» **TASK DETAILS**: Below are some entries. Copy each line in them that holds "ridge".

Stored items from a collection

-*-

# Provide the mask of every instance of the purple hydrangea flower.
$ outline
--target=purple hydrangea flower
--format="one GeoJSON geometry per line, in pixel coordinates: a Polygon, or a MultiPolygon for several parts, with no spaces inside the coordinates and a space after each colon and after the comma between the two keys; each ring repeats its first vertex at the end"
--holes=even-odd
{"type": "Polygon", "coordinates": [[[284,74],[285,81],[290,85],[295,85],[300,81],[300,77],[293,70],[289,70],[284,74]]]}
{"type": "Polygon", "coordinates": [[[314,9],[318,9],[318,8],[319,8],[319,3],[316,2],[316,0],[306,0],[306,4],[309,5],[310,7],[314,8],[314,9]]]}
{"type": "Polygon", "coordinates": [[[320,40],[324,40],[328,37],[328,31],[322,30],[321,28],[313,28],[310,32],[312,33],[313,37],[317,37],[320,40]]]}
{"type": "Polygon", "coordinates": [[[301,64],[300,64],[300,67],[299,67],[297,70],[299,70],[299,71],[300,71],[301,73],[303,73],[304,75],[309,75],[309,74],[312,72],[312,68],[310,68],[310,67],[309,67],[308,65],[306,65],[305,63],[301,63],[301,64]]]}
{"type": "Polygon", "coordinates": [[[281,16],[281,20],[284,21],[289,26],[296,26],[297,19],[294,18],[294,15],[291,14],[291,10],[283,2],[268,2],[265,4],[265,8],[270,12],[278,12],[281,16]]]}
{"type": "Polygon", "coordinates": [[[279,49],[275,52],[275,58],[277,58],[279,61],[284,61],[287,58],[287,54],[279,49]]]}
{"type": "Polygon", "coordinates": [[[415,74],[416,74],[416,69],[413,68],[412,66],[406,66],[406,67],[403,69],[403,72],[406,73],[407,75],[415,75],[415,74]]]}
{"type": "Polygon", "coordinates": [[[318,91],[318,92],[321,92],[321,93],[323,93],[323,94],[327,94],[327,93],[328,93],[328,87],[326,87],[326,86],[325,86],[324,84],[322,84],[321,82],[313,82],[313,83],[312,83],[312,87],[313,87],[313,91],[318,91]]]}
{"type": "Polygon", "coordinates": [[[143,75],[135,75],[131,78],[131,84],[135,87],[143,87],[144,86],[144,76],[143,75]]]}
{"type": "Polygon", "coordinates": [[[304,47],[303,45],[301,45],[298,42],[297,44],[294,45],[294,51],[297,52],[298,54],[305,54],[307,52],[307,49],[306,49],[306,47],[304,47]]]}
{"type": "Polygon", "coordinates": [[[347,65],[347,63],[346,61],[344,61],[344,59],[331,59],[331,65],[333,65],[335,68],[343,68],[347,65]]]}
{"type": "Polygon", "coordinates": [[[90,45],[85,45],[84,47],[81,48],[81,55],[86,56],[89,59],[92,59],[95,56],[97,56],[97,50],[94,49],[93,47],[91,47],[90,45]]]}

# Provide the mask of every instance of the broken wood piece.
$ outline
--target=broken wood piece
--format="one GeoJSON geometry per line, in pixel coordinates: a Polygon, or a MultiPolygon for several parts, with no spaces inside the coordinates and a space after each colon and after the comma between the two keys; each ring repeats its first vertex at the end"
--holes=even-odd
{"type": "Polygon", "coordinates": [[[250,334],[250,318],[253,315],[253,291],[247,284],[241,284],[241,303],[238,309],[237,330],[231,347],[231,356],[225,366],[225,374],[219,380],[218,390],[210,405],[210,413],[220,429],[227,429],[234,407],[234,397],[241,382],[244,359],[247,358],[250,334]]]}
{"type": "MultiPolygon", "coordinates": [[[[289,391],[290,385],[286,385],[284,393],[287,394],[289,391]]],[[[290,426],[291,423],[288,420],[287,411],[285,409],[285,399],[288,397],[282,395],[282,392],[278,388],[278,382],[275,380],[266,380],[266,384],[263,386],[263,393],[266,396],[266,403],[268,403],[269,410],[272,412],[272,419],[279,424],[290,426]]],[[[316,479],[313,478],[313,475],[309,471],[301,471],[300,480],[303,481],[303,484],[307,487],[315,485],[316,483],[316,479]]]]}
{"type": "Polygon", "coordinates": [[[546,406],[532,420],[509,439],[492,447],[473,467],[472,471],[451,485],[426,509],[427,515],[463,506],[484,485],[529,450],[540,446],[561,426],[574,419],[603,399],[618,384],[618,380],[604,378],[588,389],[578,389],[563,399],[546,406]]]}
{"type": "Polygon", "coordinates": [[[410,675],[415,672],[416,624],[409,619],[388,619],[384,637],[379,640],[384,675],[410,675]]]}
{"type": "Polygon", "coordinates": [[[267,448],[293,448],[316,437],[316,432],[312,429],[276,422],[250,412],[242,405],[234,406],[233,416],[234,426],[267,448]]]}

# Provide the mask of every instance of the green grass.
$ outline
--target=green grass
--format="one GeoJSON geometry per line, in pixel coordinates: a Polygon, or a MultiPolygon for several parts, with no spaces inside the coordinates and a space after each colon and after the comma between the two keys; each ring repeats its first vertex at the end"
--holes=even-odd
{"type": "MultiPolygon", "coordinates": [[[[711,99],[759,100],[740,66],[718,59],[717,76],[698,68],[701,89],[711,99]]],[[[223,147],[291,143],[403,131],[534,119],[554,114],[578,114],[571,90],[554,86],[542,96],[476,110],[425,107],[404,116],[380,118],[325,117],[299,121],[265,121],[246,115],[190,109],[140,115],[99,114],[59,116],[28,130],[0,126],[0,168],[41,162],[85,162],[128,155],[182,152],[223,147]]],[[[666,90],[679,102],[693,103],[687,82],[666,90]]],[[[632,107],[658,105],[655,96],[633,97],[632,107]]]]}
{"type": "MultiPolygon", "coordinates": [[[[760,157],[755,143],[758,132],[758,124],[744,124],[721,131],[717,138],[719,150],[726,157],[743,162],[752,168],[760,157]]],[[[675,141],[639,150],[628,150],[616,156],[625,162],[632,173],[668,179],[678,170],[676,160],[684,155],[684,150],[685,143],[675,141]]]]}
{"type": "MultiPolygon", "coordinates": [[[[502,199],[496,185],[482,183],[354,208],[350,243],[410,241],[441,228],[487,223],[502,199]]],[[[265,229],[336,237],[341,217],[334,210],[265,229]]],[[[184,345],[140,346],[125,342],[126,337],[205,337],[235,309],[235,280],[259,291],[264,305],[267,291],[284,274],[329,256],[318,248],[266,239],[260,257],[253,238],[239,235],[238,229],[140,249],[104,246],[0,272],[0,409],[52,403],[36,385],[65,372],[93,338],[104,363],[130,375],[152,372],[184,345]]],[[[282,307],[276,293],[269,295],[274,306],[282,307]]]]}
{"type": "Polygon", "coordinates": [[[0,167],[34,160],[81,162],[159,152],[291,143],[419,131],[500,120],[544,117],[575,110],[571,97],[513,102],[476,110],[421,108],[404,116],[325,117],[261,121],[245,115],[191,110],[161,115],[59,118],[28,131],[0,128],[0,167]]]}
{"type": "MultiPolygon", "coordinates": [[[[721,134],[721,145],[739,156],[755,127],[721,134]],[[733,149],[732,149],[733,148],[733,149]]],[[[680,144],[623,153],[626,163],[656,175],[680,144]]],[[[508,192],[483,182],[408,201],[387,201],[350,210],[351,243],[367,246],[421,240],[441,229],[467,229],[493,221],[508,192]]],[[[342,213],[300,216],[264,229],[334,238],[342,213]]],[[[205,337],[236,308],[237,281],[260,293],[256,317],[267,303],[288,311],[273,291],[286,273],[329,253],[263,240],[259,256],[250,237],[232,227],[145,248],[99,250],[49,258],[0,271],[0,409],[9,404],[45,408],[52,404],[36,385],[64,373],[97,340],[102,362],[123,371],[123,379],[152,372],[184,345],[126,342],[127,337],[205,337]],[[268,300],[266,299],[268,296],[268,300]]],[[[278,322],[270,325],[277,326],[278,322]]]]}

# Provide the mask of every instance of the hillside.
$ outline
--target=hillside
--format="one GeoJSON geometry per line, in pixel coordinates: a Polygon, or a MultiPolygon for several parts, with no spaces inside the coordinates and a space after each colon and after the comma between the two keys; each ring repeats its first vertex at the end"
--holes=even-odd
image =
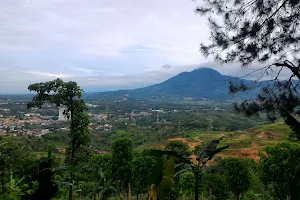
{"type": "Polygon", "coordinates": [[[141,148],[164,148],[167,142],[180,140],[188,143],[190,149],[194,150],[197,145],[203,145],[210,140],[219,139],[224,136],[220,146],[227,144],[230,146],[221,154],[218,154],[218,156],[259,160],[259,153],[263,152],[266,146],[283,141],[287,138],[289,131],[290,128],[284,122],[277,122],[234,132],[194,132],[188,138],[169,138],[159,144],[143,145],[141,148]]]}
{"type": "Polygon", "coordinates": [[[182,72],[162,83],[133,90],[118,90],[112,92],[94,93],[95,96],[107,99],[135,98],[142,100],[232,100],[246,97],[253,98],[255,91],[242,95],[228,94],[229,80],[243,81],[251,84],[250,80],[236,79],[225,76],[211,68],[199,68],[191,72],[182,72]]]}

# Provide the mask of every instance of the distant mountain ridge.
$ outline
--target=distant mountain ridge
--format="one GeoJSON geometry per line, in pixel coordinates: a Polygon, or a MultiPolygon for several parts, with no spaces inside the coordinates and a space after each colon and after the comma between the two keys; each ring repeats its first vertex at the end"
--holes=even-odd
{"type": "Polygon", "coordinates": [[[257,91],[232,95],[228,93],[229,80],[253,81],[222,75],[212,68],[198,68],[182,72],[162,83],[132,90],[97,93],[102,98],[134,98],[141,100],[232,100],[241,97],[254,98],[257,91]],[[246,96],[245,96],[246,95],[246,96]]]}

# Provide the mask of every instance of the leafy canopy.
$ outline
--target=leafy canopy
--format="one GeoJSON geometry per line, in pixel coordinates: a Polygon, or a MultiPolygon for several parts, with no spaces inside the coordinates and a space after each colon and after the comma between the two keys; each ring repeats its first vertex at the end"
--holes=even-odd
{"type": "Polygon", "coordinates": [[[126,137],[115,140],[111,145],[113,176],[123,183],[123,187],[127,187],[132,178],[133,147],[133,140],[126,137]]]}
{"type": "MultiPolygon", "coordinates": [[[[29,91],[36,92],[32,101],[27,104],[28,108],[39,107],[41,108],[45,103],[56,104],[56,106],[66,107],[63,114],[70,119],[70,144],[67,148],[66,162],[72,166],[78,164],[76,155],[82,153],[84,146],[89,141],[90,124],[89,117],[85,113],[87,106],[81,99],[83,90],[74,81],[64,82],[61,79],[53,81],[34,83],[28,86],[29,91]]],[[[81,156],[77,156],[80,158],[81,156]]],[[[70,182],[74,180],[74,173],[70,172],[70,182]]],[[[70,185],[69,199],[73,197],[73,186],[70,185]]]]}
{"type": "Polygon", "coordinates": [[[240,158],[225,158],[221,161],[226,182],[237,199],[250,188],[250,169],[248,162],[240,158]]]}
{"type": "Polygon", "coordinates": [[[261,155],[261,178],[274,188],[278,199],[299,199],[300,192],[300,145],[284,142],[266,148],[261,155]]]}

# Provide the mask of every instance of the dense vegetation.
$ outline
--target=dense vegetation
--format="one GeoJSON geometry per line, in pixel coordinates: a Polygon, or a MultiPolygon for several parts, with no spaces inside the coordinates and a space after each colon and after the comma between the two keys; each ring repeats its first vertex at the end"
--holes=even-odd
{"type": "MultiPolygon", "coordinates": [[[[168,159],[168,156],[160,157],[150,150],[135,148],[134,141],[129,138],[117,139],[112,143],[112,151],[105,154],[95,154],[87,148],[81,153],[82,159],[76,167],[66,165],[64,153],[55,153],[51,146],[48,153],[45,149],[33,151],[30,146],[21,138],[1,138],[3,199],[34,199],[29,196],[43,190],[46,187],[43,184],[54,185],[54,189],[57,187],[53,199],[66,199],[70,184],[73,185],[74,199],[146,199],[149,177],[156,163],[165,163],[168,159]],[[48,168],[45,165],[50,171],[43,174],[41,168],[48,168]],[[70,182],[70,171],[75,175],[73,182],[70,182]]],[[[180,141],[166,145],[167,151],[177,152],[180,156],[197,154],[202,149],[203,145],[196,148],[196,152],[192,151],[180,141]]],[[[300,146],[295,142],[272,145],[261,155],[261,162],[245,158],[218,158],[217,154],[209,167],[204,166],[197,175],[200,177],[199,199],[297,197],[299,150],[300,146]]],[[[182,162],[175,157],[176,165],[182,162]]],[[[174,186],[166,199],[194,199],[195,173],[192,168],[188,170],[185,165],[179,165],[175,172],[174,186]]]]}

-*-

» **RESULT FOR THIS TASK**:
# Provide the mask of every instance of the distant mountain ridge.
--target=distant mountain ridge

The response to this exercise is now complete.